§ TASK OBJECTIVE
Where the line with "Might I trouble you for the coordinates of the sky" appears in the records below, start there and transcribe each line exactly through the last.

[Collection entries]

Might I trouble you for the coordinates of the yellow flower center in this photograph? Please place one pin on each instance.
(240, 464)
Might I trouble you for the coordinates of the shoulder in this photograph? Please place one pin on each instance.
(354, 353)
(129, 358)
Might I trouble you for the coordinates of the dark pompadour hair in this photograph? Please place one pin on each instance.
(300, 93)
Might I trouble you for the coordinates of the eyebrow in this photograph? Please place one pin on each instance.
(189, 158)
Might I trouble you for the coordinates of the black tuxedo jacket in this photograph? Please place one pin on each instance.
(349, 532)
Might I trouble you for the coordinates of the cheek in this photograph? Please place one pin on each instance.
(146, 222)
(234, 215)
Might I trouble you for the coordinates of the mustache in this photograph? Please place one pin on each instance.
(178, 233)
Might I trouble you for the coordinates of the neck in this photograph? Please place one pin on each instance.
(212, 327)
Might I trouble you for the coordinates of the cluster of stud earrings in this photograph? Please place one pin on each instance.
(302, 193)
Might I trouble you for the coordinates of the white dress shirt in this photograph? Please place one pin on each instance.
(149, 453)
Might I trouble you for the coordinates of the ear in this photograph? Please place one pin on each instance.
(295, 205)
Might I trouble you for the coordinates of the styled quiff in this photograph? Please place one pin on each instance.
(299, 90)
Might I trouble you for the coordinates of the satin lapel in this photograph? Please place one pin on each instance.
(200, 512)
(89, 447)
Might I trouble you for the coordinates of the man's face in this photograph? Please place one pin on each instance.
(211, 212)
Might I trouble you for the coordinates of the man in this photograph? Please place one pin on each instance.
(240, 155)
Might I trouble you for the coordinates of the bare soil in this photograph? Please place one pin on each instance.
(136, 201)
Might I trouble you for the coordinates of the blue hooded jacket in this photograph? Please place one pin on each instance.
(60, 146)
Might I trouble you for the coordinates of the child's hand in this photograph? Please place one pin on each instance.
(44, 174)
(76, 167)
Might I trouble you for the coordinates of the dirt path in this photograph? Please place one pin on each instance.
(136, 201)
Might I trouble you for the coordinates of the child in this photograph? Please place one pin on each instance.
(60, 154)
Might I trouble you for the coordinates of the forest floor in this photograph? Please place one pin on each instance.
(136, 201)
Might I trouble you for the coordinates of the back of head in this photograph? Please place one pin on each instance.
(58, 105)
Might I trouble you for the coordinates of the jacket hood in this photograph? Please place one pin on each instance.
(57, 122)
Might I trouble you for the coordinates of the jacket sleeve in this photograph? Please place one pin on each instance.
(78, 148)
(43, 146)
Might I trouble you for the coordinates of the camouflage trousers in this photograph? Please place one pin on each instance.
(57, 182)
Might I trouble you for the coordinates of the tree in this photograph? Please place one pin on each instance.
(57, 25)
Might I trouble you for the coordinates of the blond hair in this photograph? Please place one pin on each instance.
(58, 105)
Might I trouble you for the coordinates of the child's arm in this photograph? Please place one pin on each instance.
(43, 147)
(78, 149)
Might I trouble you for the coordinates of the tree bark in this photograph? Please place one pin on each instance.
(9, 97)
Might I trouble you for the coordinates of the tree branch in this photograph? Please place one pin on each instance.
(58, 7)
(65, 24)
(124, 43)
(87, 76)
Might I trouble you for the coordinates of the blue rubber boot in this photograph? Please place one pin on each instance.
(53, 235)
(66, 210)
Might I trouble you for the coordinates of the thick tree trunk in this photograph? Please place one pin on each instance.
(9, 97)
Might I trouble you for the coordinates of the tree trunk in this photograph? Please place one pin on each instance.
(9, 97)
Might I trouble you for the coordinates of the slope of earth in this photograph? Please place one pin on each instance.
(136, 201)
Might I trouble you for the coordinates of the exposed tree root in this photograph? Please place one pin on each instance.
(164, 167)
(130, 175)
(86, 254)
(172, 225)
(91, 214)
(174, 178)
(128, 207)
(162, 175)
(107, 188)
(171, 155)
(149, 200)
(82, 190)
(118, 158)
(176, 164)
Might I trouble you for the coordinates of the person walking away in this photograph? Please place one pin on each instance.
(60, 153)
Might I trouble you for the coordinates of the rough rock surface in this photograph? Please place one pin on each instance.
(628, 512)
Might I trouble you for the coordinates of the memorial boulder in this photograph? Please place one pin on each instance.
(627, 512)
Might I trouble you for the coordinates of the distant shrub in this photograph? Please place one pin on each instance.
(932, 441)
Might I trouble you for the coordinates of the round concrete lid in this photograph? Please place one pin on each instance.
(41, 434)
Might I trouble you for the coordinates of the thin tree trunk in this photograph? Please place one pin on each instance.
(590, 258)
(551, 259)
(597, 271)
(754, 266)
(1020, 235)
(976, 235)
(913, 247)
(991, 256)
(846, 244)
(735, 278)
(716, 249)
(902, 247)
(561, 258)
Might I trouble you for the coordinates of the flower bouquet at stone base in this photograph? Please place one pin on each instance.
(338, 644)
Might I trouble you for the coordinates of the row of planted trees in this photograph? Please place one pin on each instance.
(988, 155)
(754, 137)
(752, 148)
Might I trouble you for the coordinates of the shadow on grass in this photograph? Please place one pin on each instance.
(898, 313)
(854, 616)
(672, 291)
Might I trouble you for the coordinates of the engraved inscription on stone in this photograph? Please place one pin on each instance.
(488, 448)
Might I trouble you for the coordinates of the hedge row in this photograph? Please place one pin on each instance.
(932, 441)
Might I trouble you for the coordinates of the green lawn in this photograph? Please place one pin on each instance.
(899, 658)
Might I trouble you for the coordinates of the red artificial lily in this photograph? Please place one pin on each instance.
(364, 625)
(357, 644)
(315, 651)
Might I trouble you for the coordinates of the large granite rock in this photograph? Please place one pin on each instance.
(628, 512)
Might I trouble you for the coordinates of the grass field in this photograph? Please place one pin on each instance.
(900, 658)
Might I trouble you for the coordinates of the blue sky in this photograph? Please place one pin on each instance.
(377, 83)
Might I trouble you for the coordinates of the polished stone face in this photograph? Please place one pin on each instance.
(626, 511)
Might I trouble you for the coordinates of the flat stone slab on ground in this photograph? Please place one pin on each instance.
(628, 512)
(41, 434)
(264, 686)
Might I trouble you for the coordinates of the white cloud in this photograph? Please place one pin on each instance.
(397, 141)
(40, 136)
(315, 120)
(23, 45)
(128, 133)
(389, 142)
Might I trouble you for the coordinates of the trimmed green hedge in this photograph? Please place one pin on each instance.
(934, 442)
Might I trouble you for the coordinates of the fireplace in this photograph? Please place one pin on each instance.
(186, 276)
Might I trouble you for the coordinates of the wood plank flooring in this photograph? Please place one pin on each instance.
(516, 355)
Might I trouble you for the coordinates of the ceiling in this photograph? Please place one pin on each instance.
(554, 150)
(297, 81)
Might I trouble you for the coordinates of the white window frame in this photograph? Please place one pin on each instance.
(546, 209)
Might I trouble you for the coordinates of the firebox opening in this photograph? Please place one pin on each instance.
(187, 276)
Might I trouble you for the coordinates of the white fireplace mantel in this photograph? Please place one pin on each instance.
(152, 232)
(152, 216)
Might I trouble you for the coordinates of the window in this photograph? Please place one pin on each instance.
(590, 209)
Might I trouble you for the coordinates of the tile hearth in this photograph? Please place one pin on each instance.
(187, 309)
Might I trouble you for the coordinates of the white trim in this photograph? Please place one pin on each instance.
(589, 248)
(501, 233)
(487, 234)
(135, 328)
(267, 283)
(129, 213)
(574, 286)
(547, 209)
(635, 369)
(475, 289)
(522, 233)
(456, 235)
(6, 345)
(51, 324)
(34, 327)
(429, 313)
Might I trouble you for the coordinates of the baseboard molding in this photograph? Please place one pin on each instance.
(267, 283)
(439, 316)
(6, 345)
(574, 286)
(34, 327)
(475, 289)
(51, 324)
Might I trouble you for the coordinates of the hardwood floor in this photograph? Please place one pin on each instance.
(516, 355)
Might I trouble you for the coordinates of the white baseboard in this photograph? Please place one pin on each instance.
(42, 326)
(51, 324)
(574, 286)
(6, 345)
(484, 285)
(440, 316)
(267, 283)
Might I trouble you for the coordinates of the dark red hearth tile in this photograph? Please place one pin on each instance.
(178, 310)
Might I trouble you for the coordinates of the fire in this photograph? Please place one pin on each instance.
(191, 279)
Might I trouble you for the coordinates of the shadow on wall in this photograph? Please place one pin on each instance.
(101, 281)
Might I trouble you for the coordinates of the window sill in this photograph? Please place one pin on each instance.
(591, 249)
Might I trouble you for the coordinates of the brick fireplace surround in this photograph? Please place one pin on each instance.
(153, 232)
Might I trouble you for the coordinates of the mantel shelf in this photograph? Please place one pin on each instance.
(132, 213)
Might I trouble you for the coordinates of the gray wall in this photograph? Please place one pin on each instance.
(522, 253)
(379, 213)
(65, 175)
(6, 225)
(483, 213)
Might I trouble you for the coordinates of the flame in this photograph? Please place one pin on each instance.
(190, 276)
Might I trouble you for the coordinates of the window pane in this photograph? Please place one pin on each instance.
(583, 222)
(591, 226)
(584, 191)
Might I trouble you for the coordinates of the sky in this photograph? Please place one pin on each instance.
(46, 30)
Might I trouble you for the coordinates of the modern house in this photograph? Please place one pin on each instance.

§ SOLUTION TO THIS TASK
Might I trouble you for the coordinates of the sky in this photograph? Please place one pin on each instance.
(46, 30)
Might I trouble you for the coordinates of the modern house in this photograph? Please place one pin on each instance.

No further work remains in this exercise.